### Your task
Could you retype every line of the data underneath without altering anything?
******************************
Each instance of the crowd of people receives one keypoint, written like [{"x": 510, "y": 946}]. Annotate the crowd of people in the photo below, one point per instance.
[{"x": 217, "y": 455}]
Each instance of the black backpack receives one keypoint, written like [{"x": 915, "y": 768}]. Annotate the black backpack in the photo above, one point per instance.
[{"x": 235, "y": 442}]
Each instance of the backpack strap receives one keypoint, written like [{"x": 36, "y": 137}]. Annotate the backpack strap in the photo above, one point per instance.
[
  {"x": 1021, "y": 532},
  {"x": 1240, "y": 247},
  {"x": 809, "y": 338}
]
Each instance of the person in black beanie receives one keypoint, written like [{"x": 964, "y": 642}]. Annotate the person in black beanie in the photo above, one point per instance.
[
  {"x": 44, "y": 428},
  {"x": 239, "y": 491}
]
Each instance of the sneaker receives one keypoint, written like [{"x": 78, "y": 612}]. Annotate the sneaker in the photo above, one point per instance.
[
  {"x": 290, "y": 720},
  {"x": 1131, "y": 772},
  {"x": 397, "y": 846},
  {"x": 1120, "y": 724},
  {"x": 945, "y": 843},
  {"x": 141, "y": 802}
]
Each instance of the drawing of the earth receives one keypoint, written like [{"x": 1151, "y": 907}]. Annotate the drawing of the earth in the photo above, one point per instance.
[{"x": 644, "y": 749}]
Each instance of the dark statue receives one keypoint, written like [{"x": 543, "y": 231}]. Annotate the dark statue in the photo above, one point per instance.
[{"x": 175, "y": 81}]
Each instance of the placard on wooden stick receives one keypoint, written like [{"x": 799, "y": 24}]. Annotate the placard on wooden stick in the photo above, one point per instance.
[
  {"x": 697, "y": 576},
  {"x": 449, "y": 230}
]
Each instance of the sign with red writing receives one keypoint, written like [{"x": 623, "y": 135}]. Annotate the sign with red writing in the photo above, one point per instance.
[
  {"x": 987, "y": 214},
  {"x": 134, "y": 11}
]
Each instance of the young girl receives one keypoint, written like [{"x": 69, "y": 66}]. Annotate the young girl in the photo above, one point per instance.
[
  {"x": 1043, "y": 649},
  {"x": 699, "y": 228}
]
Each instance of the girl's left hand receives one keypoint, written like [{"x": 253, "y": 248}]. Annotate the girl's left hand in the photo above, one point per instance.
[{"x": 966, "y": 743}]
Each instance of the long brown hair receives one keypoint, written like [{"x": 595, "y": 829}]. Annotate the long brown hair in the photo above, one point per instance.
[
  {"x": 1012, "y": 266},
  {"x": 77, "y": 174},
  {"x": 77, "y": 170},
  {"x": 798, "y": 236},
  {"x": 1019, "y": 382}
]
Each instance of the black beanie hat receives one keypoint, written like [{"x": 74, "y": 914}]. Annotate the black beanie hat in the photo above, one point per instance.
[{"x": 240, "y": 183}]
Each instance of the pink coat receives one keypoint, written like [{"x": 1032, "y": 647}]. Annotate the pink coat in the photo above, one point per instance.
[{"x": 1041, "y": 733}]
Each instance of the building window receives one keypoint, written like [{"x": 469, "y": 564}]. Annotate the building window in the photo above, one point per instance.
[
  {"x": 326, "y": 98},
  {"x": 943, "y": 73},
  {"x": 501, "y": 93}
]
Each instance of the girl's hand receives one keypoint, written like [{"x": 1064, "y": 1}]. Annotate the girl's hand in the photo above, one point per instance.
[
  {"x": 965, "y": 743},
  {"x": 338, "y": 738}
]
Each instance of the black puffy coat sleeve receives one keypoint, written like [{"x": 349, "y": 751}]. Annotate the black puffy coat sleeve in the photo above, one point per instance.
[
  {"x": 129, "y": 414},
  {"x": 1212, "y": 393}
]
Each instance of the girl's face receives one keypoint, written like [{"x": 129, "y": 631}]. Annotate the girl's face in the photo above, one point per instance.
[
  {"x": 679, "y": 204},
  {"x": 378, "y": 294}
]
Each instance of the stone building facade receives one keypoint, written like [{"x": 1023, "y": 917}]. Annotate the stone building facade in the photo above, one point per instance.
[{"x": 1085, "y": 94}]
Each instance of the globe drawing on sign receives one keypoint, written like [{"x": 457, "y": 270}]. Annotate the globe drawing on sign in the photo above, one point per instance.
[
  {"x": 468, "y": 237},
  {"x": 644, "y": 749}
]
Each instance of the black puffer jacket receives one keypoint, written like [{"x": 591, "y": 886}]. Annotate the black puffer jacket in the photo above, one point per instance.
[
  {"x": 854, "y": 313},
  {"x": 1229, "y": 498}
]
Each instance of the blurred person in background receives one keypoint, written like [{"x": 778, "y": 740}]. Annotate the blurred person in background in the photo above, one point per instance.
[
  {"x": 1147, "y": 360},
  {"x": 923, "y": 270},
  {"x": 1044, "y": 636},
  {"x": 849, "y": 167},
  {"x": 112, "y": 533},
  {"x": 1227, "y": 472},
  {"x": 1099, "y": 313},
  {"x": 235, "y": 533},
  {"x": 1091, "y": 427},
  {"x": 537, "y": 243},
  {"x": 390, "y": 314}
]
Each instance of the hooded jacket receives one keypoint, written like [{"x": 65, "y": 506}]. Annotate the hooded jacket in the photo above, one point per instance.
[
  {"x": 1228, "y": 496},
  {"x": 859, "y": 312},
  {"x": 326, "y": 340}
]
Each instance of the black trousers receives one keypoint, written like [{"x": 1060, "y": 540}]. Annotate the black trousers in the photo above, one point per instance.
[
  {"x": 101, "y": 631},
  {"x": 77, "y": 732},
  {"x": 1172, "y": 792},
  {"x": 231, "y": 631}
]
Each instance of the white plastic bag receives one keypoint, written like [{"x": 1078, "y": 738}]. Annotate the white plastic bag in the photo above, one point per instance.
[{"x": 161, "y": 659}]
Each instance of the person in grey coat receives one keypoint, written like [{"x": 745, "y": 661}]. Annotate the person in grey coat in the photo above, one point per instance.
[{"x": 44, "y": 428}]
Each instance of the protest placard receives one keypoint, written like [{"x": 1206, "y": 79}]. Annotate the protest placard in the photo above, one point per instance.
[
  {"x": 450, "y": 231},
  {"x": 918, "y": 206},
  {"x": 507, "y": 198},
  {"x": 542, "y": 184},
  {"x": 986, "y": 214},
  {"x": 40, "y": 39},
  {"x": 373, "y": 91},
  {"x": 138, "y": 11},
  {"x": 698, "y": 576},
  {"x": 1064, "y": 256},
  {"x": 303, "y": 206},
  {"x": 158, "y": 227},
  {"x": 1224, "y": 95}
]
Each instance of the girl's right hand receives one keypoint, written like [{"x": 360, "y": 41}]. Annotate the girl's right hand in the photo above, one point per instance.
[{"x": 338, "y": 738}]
******************************
### Solution
Each instance of the crowd of people receives one keypoint, written like [{"x": 510, "y": 946}]. Annotate the crowd of people in the photo below, one point per instance.
[{"x": 217, "y": 455}]
Each instance of the black backpack receives one keypoint, written like [{"x": 915, "y": 768}]. Annotate the black backpack in the photo above, one point per instance.
[{"x": 235, "y": 442}]
Each instance of the backpack strap receives one keypoint, written like [{"x": 36, "y": 137}]. Annotate the backpack strap in the photo above, one point per instance.
[
  {"x": 1021, "y": 532},
  {"x": 1240, "y": 247},
  {"x": 809, "y": 338}
]
Each instance of the person in black beanie receives one keypoint, written like [{"x": 964, "y": 642}]. Annotate the person in black beanie in the photo above, one point per instance.
[
  {"x": 44, "y": 428},
  {"x": 239, "y": 491}
]
Each instance of the sneaker receives one keypoint, written like [{"x": 78, "y": 612}]. Annotate the sneaker in the photo above, one point per instance.
[
  {"x": 290, "y": 720},
  {"x": 1131, "y": 772},
  {"x": 397, "y": 846},
  {"x": 1120, "y": 724},
  {"x": 945, "y": 843},
  {"x": 141, "y": 802}
]
Each instance of the drawing of the earth receives one keypoint, written like [{"x": 1151, "y": 907}]. Annotate the drawing of the earth in the photo above, one point per instance.
[{"x": 644, "y": 749}]
Each instance of the dark statue receives one keypoint, written like [{"x": 543, "y": 231}]. Annotate the dark statue in the photo above, one point per instance.
[{"x": 175, "y": 81}]
Each instance of the placard on wooden stick receives one keypoint, written like [{"x": 799, "y": 24}]. Annotate the placard on wooden stick in the photo above, one point per instance.
[
  {"x": 697, "y": 576},
  {"x": 449, "y": 230}
]
Each instance of the sign with red writing receives one keypoint, written like [{"x": 623, "y": 135}]. Annotate the sign with red writing in the photo above, one point per instance.
[
  {"x": 987, "y": 214},
  {"x": 134, "y": 11}
]
Each instance of the young girl receives one keypoint, written like [{"x": 69, "y": 66}]. Annotate the young girl in the photo above, one point per instance.
[
  {"x": 1043, "y": 649},
  {"x": 699, "y": 228}
]
Each instance of the girl's left hand receives one keypoint, written like [{"x": 253, "y": 248}]. Annotate the girl's left hand in the photo above, one point per instance.
[{"x": 966, "y": 743}]
Each instance of the long brown hair receives one keypoint, written like [{"x": 595, "y": 829}]. Annotate the long brown hair in the photo above, one point per instance.
[
  {"x": 1012, "y": 266},
  {"x": 77, "y": 174},
  {"x": 77, "y": 170},
  {"x": 798, "y": 236},
  {"x": 1019, "y": 382}
]
Each instance of the black beanie hat receives one keypoint, written like [{"x": 74, "y": 914}]. Annotate the black beanie hat in the photo above, one point per instance.
[{"x": 240, "y": 183}]
Each instance of the pink coat receives one keypoint, written like [{"x": 1032, "y": 647}]. Annotate the pink coat in the photo above, one point per instance.
[{"x": 1041, "y": 733}]
Each instance of the building window receives one keypoint, written like [{"x": 469, "y": 564}]. Annotate the building window in the photo above, one point per instance.
[
  {"x": 326, "y": 98},
  {"x": 943, "y": 73},
  {"x": 501, "y": 93}
]
Each instance of the girl's hand receives one keypoint, written like [{"x": 1064, "y": 1}]. Annotate the girl's hand in the photo above, one point per instance.
[
  {"x": 965, "y": 743},
  {"x": 338, "y": 738}
]
Each instance of the black puffy coat sleeve receives one keypoint, written like [{"x": 349, "y": 751}]. Annotate the black puffy coat sleeve in the photo above, one point per instance.
[
  {"x": 129, "y": 414},
  {"x": 1212, "y": 393}
]
Each instance of the girl's face receives one keypoint, written like [{"x": 129, "y": 631}]. Annotate the girl's face in the photo above, one point per instance.
[
  {"x": 679, "y": 204},
  {"x": 378, "y": 294}
]
Each instance of the stone building facade receives one keypoint, written like [{"x": 1023, "y": 917}]. Annotate the stone building facade in the photo above, one point per instance.
[{"x": 1085, "y": 94}]
Each instance of the globe drawing on sign receives one keypoint, written like [{"x": 457, "y": 270}]. Annotate the globe drawing on sign in the photo above, one point per instance.
[
  {"x": 468, "y": 237},
  {"x": 644, "y": 749}
]
Each instance of the black puffer jacket receives one keypoint, written like [{"x": 591, "y": 886}]. Annotate the black puffer jacket in the photo above, one point per instance.
[
  {"x": 854, "y": 313},
  {"x": 1229, "y": 498}
]
Each instance of the blurred person in background receives one keypoint, written like [{"x": 778, "y": 740}]. Annotate the blurred person in background in the photo above, one point per instance.
[
  {"x": 1147, "y": 360},
  {"x": 923, "y": 270},
  {"x": 1044, "y": 636},
  {"x": 849, "y": 167},
  {"x": 112, "y": 533},
  {"x": 1227, "y": 472},
  {"x": 1099, "y": 313},
  {"x": 235, "y": 533},
  {"x": 1091, "y": 427},
  {"x": 537, "y": 243},
  {"x": 390, "y": 314}
]
Each instance of the hooded jacket receives one keypoint, written like [{"x": 65, "y": 506}]. Annotate the hooded jacket in the photo above, one point per instance.
[
  {"x": 1228, "y": 496},
  {"x": 859, "y": 312},
  {"x": 326, "y": 340}
]
Each instance of the black trousers receives one keypoint, written like [{"x": 1060, "y": 540}]. Annotate the black trousers in the photo above, one point per instance.
[
  {"x": 101, "y": 631},
  {"x": 77, "y": 732},
  {"x": 1172, "y": 792},
  {"x": 231, "y": 631}
]
Each instance of the white plastic bag receives one keypoint, written like [{"x": 1078, "y": 738}]. Annotate the white plastic bag in the photo above, one point per instance.
[{"x": 161, "y": 659}]
Each instance of the person in grey coat receives one keypoint, written like [{"x": 745, "y": 661}]. Annotate the person in grey coat in the photo above, one point per instance.
[{"x": 44, "y": 428}]
Each instance of the protest placard receives one keypoint, written like [{"x": 1206, "y": 79}]. Annotate the protest placard in the photo above, one point per instance.
[
  {"x": 450, "y": 231},
  {"x": 918, "y": 206},
  {"x": 507, "y": 198},
  {"x": 542, "y": 184},
  {"x": 986, "y": 214},
  {"x": 40, "y": 39},
  {"x": 373, "y": 91},
  {"x": 138, "y": 11},
  {"x": 698, "y": 576},
  {"x": 1064, "y": 256},
  {"x": 303, "y": 206},
  {"x": 158, "y": 227},
  {"x": 1224, "y": 95}
]
Each instance of the girl's right hand receives one keypoint, written like [{"x": 360, "y": 41}]. Annotate the girl's right hand in the photo above, one point per instance.
[{"x": 338, "y": 738}]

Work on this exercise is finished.